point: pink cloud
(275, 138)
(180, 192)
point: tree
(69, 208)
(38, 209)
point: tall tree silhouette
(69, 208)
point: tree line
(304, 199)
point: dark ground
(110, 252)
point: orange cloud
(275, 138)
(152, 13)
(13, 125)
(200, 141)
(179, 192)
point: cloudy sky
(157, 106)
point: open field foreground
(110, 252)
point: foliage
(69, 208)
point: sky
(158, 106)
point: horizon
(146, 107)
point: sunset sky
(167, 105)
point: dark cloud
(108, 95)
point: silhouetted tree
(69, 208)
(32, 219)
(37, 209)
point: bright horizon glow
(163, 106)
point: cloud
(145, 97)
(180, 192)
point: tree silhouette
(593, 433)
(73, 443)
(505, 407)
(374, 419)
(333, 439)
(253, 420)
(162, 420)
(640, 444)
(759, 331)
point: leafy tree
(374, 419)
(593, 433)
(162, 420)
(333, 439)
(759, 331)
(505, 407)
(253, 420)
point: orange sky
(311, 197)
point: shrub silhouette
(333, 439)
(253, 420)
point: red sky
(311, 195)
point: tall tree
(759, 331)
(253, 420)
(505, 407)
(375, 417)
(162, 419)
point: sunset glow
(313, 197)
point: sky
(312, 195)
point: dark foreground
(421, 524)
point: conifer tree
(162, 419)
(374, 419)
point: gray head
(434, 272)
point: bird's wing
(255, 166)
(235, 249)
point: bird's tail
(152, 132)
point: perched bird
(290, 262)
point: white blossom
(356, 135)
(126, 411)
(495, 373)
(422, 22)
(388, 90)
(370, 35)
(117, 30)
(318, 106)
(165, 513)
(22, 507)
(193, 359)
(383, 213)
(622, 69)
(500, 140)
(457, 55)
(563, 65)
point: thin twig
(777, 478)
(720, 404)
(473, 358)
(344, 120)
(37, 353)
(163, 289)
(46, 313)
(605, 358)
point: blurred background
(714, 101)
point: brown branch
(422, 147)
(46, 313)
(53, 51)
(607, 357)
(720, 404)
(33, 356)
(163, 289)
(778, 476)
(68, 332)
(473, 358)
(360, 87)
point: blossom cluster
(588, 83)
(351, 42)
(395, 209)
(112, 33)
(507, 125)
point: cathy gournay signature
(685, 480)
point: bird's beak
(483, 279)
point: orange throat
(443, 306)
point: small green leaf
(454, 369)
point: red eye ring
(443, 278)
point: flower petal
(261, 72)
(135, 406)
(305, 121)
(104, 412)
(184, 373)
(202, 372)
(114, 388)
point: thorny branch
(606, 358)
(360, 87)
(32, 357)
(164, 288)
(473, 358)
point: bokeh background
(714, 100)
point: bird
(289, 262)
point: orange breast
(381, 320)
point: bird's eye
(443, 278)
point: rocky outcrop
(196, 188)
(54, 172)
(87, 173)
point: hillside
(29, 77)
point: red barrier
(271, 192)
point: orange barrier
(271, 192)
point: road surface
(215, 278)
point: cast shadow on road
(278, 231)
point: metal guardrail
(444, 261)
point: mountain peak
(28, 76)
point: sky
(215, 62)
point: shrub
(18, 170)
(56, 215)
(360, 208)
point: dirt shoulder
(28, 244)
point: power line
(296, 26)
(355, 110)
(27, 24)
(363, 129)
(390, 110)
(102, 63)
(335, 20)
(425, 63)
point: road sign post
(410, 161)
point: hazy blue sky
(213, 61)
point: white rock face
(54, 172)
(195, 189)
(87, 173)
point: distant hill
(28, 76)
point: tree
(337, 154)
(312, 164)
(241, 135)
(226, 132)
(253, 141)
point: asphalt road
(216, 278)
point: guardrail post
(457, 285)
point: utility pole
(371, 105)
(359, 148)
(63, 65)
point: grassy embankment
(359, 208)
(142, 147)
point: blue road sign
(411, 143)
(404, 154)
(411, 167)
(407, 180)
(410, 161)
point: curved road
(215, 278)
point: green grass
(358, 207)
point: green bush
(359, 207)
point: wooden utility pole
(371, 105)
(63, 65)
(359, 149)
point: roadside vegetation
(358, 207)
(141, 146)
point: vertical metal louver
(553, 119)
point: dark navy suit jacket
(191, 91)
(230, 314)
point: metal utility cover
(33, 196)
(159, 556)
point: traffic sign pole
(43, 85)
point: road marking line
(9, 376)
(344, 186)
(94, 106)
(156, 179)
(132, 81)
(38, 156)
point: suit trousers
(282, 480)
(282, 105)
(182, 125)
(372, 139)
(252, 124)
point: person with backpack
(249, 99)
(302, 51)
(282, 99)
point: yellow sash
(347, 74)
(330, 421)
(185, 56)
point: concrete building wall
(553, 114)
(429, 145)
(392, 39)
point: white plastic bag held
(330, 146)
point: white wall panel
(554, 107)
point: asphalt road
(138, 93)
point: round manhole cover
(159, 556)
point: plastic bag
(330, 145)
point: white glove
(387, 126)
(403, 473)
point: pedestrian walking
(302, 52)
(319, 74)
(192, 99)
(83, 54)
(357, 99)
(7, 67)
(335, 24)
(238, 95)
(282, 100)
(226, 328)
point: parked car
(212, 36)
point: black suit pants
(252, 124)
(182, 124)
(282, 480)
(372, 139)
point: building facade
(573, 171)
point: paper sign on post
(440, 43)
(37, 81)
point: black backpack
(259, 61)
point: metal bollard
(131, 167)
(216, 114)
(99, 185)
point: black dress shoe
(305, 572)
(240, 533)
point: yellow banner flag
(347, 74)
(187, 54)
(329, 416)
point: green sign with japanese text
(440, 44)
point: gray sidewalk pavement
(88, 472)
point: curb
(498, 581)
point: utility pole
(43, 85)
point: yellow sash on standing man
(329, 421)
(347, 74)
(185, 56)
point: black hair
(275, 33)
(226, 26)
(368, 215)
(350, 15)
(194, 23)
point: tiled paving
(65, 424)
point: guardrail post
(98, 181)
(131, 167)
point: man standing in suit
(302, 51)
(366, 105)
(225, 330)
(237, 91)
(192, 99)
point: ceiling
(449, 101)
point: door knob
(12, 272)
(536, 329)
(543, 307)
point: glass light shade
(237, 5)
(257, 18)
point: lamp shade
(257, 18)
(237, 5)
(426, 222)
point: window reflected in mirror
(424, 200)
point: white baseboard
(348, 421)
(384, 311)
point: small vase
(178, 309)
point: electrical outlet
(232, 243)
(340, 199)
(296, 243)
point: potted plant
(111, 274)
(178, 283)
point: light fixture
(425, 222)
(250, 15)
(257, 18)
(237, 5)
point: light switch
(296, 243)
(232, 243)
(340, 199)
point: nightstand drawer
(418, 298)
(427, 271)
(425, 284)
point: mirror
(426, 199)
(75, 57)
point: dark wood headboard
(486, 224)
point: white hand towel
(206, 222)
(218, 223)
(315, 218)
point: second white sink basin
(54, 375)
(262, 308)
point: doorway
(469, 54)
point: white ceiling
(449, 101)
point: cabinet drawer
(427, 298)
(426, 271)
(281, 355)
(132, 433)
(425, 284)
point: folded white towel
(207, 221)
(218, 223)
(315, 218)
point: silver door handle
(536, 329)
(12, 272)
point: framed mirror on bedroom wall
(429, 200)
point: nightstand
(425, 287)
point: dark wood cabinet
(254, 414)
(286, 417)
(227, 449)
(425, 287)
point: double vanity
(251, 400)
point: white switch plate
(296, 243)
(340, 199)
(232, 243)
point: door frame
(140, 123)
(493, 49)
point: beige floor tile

= = =

* Exercise objective *
Leave out every line ahead of the one containing "point: light switch" and print the rest of the listing exactly.

* Solution for this task *
point: light switch
(296, 243)
(232, 243)
(340, 199)
point: nightstand drawer
(418, 298)
(427, 271)
(425, 284)
point: mirror
(426, 199)
(75, 57)
point: dark wood headboard
(486, 224)
point: white hand towel
(206, 222)
(218, 223)
(315, 218)
point: second white sink basin
(54, 375)
(262, 308)
point: doorway
(469, 54)
point: white ceiling
(449, 101)
point: cabinet drawer
(427, 298)
(426, 271)
(281, 355)
(132, 433)
(425, 284)
point: folded white towel
(207, 221)
(218, 223)
(315, 218)
point: silver door handle
(536, 329)
(12, 272)
point: framed mirror on bedroom wall
(429, 200)
point: nightstand
(425, 287)
point: dark wood cabinet
(254, 414)
(286, 417)
(227, 449)
(425, 287)
point: double vanity
(251, 400)
point: white switch plate
(296, 243)
(340, 199)
(232, 243)
point: door frame
(140, 123)
(493, 49)
point: beige floor tile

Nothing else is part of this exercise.